## Your objective
Your task is to count the lines of the records that contain "door". Answer with the number and nothing else.

## Source information
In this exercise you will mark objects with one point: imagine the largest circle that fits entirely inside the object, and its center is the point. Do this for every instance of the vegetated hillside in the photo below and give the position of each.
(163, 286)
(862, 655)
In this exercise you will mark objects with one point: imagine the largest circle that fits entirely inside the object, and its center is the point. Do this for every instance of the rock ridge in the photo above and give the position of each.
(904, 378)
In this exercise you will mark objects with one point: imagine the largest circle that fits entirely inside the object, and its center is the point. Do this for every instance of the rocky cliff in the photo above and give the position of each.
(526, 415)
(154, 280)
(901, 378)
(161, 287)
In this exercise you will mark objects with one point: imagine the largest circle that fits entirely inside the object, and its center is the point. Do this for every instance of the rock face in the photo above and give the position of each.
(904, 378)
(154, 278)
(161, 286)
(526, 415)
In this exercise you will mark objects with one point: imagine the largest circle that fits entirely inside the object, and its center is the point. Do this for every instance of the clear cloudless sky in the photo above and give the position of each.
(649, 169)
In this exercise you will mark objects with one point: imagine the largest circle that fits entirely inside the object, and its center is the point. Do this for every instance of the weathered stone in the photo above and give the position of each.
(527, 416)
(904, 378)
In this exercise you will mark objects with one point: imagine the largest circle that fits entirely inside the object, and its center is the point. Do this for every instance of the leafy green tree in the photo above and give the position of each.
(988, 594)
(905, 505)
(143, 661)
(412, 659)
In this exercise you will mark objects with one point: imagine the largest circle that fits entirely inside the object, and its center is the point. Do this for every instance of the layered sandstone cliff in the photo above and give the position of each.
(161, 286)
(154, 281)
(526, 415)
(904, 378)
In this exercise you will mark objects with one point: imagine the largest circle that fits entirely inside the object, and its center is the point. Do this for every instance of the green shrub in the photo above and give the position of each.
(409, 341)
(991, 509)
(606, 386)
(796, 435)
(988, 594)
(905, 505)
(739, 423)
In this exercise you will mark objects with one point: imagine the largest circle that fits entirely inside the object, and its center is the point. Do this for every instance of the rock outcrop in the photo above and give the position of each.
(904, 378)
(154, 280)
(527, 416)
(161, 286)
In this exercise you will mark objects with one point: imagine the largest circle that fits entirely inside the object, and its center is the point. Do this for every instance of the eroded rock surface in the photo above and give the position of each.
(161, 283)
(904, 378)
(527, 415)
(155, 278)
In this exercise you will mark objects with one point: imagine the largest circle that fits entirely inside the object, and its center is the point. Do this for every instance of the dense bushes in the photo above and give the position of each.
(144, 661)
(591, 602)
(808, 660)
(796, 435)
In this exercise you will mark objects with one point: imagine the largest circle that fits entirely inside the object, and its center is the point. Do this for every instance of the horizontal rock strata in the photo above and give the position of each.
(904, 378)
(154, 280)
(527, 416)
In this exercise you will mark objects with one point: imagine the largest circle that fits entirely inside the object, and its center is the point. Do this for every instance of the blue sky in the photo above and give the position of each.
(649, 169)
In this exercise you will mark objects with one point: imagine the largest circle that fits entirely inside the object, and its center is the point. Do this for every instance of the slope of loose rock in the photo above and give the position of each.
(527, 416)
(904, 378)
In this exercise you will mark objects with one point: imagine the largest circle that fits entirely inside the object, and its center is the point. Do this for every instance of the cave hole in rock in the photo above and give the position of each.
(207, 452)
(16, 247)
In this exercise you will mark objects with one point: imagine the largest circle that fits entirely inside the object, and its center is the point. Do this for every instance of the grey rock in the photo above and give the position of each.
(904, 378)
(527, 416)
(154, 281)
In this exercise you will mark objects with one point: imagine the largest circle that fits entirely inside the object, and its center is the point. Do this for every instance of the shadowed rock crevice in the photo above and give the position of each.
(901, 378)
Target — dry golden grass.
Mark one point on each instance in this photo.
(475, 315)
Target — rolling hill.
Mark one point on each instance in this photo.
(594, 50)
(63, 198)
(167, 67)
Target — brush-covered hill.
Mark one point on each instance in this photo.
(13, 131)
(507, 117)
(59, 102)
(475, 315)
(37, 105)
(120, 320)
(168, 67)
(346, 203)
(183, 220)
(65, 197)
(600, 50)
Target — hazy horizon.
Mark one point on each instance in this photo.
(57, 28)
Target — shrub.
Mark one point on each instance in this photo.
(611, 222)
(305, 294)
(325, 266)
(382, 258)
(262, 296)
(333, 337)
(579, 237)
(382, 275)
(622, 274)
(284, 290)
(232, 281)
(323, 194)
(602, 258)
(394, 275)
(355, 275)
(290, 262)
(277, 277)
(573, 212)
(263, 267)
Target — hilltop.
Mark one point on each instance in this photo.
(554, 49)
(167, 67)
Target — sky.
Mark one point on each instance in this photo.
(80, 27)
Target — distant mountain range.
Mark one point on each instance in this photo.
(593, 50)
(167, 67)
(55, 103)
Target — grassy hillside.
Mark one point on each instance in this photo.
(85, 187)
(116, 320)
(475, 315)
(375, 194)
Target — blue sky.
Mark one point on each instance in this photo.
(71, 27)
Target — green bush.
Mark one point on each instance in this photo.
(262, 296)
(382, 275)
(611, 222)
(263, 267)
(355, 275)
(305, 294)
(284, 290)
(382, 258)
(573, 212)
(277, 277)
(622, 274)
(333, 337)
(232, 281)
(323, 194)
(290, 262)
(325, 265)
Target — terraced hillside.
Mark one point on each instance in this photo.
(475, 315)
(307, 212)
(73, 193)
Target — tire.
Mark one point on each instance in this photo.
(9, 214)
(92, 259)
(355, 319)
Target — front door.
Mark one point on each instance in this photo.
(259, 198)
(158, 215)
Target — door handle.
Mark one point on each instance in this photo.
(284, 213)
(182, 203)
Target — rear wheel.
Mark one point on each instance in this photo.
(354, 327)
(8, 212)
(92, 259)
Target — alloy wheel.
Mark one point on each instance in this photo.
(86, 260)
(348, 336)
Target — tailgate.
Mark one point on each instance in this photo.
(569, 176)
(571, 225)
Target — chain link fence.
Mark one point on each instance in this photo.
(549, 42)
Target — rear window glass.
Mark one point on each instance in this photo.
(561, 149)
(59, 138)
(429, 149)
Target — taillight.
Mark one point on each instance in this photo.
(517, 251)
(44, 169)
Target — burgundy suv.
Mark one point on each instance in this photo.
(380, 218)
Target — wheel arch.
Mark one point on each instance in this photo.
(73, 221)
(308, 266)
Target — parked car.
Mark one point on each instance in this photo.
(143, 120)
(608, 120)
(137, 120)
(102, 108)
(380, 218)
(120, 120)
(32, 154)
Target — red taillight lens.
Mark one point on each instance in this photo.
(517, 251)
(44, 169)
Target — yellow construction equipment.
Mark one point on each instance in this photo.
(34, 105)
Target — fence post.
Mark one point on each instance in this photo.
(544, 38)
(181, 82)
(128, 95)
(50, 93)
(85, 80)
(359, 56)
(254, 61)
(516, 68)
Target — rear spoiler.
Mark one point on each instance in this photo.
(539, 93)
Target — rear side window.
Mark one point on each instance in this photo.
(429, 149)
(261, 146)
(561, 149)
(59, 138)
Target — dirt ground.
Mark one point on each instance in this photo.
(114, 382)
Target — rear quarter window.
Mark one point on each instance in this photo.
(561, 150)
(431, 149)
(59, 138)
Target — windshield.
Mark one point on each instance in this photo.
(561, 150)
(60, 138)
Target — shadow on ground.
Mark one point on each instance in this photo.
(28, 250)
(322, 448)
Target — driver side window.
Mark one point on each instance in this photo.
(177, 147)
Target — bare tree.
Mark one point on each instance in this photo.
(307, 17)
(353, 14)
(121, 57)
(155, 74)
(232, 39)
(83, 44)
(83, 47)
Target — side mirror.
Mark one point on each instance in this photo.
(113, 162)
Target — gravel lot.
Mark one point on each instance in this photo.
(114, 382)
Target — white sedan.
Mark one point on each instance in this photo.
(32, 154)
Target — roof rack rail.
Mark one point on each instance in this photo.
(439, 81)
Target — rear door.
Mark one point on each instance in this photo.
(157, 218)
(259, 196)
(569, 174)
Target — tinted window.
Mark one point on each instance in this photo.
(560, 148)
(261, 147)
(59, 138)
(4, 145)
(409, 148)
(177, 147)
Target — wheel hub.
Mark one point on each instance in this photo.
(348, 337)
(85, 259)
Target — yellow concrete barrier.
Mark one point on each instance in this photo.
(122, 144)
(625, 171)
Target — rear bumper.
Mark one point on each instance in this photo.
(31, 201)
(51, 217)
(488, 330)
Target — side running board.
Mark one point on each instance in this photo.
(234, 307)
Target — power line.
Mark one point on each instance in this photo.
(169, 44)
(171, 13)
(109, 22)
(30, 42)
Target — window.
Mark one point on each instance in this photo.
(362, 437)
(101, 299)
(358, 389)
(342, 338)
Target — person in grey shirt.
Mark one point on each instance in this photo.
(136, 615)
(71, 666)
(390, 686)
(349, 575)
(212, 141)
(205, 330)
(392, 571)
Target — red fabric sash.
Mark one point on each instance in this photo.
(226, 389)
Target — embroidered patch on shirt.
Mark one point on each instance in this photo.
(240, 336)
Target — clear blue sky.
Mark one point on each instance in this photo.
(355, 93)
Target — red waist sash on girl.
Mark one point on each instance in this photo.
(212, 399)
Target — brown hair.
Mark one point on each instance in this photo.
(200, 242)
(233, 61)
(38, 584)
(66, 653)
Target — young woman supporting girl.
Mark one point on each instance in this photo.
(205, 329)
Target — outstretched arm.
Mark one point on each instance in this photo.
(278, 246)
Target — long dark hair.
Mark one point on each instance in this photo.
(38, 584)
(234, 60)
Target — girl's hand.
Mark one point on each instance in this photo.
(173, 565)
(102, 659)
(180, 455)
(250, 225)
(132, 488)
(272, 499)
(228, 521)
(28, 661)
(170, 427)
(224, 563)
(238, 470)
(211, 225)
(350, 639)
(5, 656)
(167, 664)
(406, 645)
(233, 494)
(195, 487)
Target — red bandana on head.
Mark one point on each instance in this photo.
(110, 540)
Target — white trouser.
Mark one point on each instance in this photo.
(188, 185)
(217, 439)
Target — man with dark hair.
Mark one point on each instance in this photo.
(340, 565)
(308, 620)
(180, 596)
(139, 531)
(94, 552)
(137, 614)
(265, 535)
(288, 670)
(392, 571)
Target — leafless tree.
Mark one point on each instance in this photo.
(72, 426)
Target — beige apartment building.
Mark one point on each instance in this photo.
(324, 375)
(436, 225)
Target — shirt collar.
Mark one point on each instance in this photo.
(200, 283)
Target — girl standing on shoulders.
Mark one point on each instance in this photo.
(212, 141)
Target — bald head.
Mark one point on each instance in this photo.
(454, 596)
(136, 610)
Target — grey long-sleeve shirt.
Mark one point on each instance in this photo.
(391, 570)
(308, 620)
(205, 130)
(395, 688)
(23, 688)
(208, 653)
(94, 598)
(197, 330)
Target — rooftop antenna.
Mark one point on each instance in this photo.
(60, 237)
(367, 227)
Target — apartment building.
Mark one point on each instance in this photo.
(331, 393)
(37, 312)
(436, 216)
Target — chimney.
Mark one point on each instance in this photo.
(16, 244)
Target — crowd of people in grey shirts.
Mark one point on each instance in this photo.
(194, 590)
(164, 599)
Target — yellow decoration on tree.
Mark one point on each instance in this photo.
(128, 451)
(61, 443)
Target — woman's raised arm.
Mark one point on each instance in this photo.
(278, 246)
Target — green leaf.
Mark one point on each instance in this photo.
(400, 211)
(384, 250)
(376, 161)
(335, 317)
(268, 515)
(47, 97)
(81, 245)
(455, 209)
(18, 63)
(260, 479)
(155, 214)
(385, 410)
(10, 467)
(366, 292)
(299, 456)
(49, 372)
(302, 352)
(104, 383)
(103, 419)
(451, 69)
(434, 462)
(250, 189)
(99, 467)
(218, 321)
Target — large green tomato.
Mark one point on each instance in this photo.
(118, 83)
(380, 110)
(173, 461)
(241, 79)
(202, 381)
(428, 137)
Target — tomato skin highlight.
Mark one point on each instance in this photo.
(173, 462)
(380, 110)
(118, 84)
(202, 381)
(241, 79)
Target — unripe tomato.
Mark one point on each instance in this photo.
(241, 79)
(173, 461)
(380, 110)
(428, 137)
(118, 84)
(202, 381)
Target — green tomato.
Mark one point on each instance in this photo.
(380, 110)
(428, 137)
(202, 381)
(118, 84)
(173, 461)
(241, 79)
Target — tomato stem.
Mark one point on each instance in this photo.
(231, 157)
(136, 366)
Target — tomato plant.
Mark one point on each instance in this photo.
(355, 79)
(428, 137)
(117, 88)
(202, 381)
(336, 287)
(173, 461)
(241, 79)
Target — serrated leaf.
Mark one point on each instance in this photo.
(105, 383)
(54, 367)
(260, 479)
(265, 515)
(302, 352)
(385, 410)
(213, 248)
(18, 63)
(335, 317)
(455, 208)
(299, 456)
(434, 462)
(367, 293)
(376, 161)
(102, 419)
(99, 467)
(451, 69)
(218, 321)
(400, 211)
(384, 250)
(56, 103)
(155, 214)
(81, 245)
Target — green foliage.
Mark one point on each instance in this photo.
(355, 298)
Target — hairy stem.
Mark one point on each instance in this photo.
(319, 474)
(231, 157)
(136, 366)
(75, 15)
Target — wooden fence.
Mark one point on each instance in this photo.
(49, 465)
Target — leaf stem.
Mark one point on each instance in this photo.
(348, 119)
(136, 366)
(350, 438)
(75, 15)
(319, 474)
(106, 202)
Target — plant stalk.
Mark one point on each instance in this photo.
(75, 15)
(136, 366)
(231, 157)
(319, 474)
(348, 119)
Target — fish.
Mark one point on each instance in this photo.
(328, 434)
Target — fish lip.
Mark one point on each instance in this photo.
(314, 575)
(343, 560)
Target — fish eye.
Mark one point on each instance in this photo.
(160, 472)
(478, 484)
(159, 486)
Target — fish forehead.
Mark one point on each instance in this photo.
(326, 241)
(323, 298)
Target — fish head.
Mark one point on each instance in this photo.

## Solution to this problem
3